Collected data
—————

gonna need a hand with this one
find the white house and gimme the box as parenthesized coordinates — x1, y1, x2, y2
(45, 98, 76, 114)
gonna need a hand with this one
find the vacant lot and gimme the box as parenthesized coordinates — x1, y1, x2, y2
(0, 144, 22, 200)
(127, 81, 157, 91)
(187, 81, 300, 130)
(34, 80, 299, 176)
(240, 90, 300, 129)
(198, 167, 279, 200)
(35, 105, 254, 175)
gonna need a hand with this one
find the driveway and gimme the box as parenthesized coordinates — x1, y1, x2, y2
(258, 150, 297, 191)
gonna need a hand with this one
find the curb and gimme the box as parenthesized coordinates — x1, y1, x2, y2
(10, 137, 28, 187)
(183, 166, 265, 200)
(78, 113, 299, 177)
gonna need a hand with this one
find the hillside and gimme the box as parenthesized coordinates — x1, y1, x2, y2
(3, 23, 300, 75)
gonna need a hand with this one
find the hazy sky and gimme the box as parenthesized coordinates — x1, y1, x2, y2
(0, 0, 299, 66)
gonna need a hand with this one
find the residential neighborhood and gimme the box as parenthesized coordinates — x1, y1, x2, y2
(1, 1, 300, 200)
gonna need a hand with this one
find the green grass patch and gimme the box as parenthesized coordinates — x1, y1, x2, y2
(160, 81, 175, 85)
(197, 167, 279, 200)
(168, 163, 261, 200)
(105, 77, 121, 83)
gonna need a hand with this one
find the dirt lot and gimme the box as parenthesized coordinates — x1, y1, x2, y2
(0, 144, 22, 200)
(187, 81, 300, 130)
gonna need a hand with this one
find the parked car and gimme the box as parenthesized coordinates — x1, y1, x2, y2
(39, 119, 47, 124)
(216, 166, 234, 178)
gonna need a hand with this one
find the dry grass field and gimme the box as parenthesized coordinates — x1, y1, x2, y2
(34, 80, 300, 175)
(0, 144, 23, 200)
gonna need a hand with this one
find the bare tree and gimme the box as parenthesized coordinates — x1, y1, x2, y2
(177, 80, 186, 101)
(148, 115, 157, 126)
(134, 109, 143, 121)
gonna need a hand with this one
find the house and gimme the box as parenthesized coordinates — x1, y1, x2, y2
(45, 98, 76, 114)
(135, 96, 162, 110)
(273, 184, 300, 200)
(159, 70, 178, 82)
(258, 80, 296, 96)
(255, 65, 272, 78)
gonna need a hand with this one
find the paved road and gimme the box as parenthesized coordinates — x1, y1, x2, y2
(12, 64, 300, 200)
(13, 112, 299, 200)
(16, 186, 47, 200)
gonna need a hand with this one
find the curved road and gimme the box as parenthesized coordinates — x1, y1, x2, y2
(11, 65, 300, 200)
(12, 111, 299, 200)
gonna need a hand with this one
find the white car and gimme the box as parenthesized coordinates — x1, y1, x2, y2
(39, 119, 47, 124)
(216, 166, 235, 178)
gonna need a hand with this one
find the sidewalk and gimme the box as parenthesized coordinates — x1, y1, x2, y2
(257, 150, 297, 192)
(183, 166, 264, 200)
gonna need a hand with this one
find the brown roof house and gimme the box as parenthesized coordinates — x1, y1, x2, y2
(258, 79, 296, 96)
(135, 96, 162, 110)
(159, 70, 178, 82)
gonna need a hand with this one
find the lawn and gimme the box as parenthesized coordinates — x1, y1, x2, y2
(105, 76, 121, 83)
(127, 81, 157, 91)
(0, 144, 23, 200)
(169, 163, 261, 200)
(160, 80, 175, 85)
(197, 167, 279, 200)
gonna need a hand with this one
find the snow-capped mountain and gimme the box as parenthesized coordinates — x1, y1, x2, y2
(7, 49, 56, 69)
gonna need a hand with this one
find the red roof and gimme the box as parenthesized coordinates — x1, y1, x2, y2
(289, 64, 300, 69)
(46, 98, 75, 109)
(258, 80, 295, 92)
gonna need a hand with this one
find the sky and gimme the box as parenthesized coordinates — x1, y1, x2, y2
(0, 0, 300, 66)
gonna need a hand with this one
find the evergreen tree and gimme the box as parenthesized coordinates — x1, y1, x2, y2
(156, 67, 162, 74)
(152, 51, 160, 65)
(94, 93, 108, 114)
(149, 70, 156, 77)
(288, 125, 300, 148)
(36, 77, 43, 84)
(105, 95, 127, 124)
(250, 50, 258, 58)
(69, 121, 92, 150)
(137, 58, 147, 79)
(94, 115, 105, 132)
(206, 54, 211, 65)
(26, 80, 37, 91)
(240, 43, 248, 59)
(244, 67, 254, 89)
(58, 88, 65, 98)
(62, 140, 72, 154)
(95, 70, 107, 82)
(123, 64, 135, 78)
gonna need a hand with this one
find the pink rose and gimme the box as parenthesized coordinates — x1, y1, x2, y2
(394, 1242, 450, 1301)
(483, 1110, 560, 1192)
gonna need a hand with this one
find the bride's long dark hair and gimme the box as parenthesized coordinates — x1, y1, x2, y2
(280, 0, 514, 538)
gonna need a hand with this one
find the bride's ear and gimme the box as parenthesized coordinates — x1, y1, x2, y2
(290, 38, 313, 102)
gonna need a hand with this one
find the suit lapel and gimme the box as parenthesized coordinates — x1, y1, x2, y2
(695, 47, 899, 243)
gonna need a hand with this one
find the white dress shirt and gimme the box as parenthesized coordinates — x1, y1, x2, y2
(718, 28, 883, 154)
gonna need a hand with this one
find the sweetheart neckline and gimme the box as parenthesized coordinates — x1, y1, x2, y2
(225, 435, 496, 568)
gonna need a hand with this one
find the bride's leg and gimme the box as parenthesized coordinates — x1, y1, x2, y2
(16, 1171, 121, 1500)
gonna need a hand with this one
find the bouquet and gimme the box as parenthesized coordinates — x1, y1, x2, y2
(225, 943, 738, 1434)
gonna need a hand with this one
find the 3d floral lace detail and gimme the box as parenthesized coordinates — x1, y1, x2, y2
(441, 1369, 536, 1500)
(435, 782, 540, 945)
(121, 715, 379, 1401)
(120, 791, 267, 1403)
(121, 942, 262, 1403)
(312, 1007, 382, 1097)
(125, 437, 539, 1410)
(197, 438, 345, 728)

—————

The records above need to be duplicated. Keep every word unchanged.

gonna need a hand with this one
find the white house and gimme the box as parenthesized coordinates — x1, y1, x2, y2
(45, 98, 76, 114)
gonna need a hand with this one
find the vacant lot and gimme the box as parenthesized coordinates — x1, y1, x2, y2
(0, 144, 22, 200)
(127, 81, 157, 91)
(187, 81, 300, 130)
(34, 80, 299, 176)
(240, 90, 300, 129)
(198, 167, 279, 200)
(35, 105, 254, 175)
gonna need a hand with this one
find the driveway and gimme the box as parenthesized coordinates — x1, y1, x2, y2
(258, 150, 297, 191)
gonna need a hand with this one
find the curb and gimme the box as parenthesized coordinates — x1, y1, x2, y2
(10, 137, 28, 187)
(183, 166, 265, 200)
(78, 113, 299, 177)
gonna need a hand with this one
find the hillside and gimme the box as parenthesized coordinates — x1, y1, x2, y2
(3, 23, 300, 75)
gonna need a hand with this one
find the hazy sky and gimme the box as parenthesized coordinates — x1, y1, x2, y2
(0, 0, 299, 66)
gonna need a hand with this one
find the residential neighborhood and gimme the box as parenthesized coordinates — x1, y1, x2, y2
(1, 1, 300, 200)
gonna need a hand with this one
find the green grass patch and gimme the box as parenthesized coordinates — x1, y1, x2, y2
(160, 81, 175, 85)
(197, 167, 279, 200)
(168, 163, 261, 200)
(105, 77, 121, 83)
gonna need a hand with this one
find the dirt lot and gimme the box as parenthesized coordinates — x1, y1, x2, y2
(0, 144, 22, 200)
(187, 81, 300, 130)
gonna need a hand with this one
find the parked car and gimme the box as parenthesized coordinates — x1, y1, x2, y2
(39, 119, 47, 124)
(216, 166, 234, 178)
gonna need a hand with this one
find the dry grass field and gimme the box as parenthesized coordinates — x1, y1, x2, y2
(34, 80, 300, 175)
(0, 144, 23, 200)
gonna need a hand with this one
find the bare tree and gimme the box as parenthesized coordinates — x1, y1, x2, y2
(177, 80, 186, 101)
(148, 115, 157, 126)
(134, 109, 143, 121)
gonna need a hand with this one
find the house and gimme the box as parenthesized coordinates — x1, y1, x2, y2
(45, 98, 76, 114)
(135, 96, 162, 110)
(273, 184, 300, 200)
(159, 70, 178, 82)
(258, 80, 296, 96)
(255, 65, 272, 78)
gonna need a hand with this one
find the paved road and gimme the box as parenthesized coordinates — x1, y1, x2, y2
(12, 64, 300, 200)
(13, 112, 299, 200)
(16, 186, 47, 200)
gonna need a hand with this one
find the curved road and gimme the box as parenthesized coordinates — x1, y1, x2, y2
(11, 65, 300, 200)
(12, 111, 299, 200)
gonna need a hand with this one
find the white car and gimme the box as parenthesized coordinates — x1, y1, x2, y2
(39, 119, 47, 124)
(216, 166, 235, 178)
gonna need a hand with this one
find the sidewalk and gimme the box as parenthesized coordinates — x1, y1, x2, y2
(257, 150, 297, 192)
(183, 166, 264, 200)
gonna need a hand with this one
find the brown roof house and gimme the box as parenthesized coordinates — x1, y1, x2, y2
(258, 79, 296, 96)
(135, 96, 162, 110)
(159, 70, 178, 82)
gonna need a hand with this one
find the lawn and gimme the box as parenthesized coordinates — x1, y1, x2, y2
(105, 76, 121, 83)
(127, 81, 157, 91)
(0, 144, 23, 200)
(169, 163, 261, 200)
(160, 80, 175, 85)
(197, 167, 279, 200)
gonna need a hand with this one
find the snow-capped mountain and gimme the box as parenthesized coordinates — x1, y1, x2, y2
(7, 49, 56, 69)
gonna need a hand with this one
find the red roof and gimme the box as parenthesized coordinates — x1, y1, x2, y2
(289, 64, 300, 69)
(46, 98, 75, 109)
(258, 80, 295, 92)
gonna need a hand with this one
find the sky and gimme the box as parenthesized coordinates — x1, y1, x2, y2
(0, 0, 300, 66)
gonna need a hand with this one
find the evergreen tree and gimme the box as parenthesized coordinates — x1, y1, x2, y2
(156, 67, 162, 74)
(152, 51, 160, 65)
(94, 93, 108, 114)
(149, 70, 156, 77)
(288, 125, 300, 148)
(36, 77, 43, 84)
(105, 95, 127, 124)
(250, 50, 258, 58)
(69, 121, 92, 150)
(137, 58, 147, 79)
(94, 115, 105, 132)
(206, 54, 211, 65)
(26, 80, 37, 91)
(240, 43, 248, 59)
(244, 67, 254, 89)
(58, 88, 65, 98)
(62, 140, 72, 154)
(95, 70, 107, 82)
(123, 64, 135, 78)
gonna need a hand with this one
find the pink rose and gimme the box as parenthesized coordinates — x1, y1, x2, y2
(394, 1242, 450, 1301)
(483, 1110, 560, 1192)
gonna need a hand with this one
find the bride's long dark hair and gimme the box as parenthesized coordinates — x1, y1, x2, y2
(280, 0, 514, 538)
gonna need a hand with this one
find the bride's ear and gimme the box as parenthesized coordinates — x1, y1, x2, y2
(290, 38, 313, 102)
gonna need a hand with this one
find the suit lapel and gimme the box as parenthesized coordinates — x1, y1, x2, y2
(695, 47, 899, 243)
gonna need a hand with this one
find the white dress shirt and gimme the box as parenthesized coordinates — x1, y1, x2, y2
(718, 28, 883, 154)
gonna need a hand with this one
find the sweetheart neckline and gimme the box as parenthesized coordinates — x1, y1, x2, y2
(225, 435, 496, 568)
gonna need a hand with this one
find the bride's leg and gimme the box as parenthesized coordinates — x1, y1, x2, y2
(16, 1171, 121, 1500)
gonna need a hand with this one
find the bouquet and gimme the box as parenthesized coordinates — x1, y1, x2, y2
(225, 943, 738, 1434)
gonna need a hand with this one
find the 3d floral lace detail and gimme the box as parenthesized coordinates — x1, y1, x2, y2
(441, 1369, 536, 1500)
(435, 782, 540, 945)
(121, 715, 379, 1401)
(120, 791, 267, 1403)
(121, 942, 262, 1403)
(312, 1007, 382, 1097)
(125, 437, 539, 1410)
(197, 438, 345, 728)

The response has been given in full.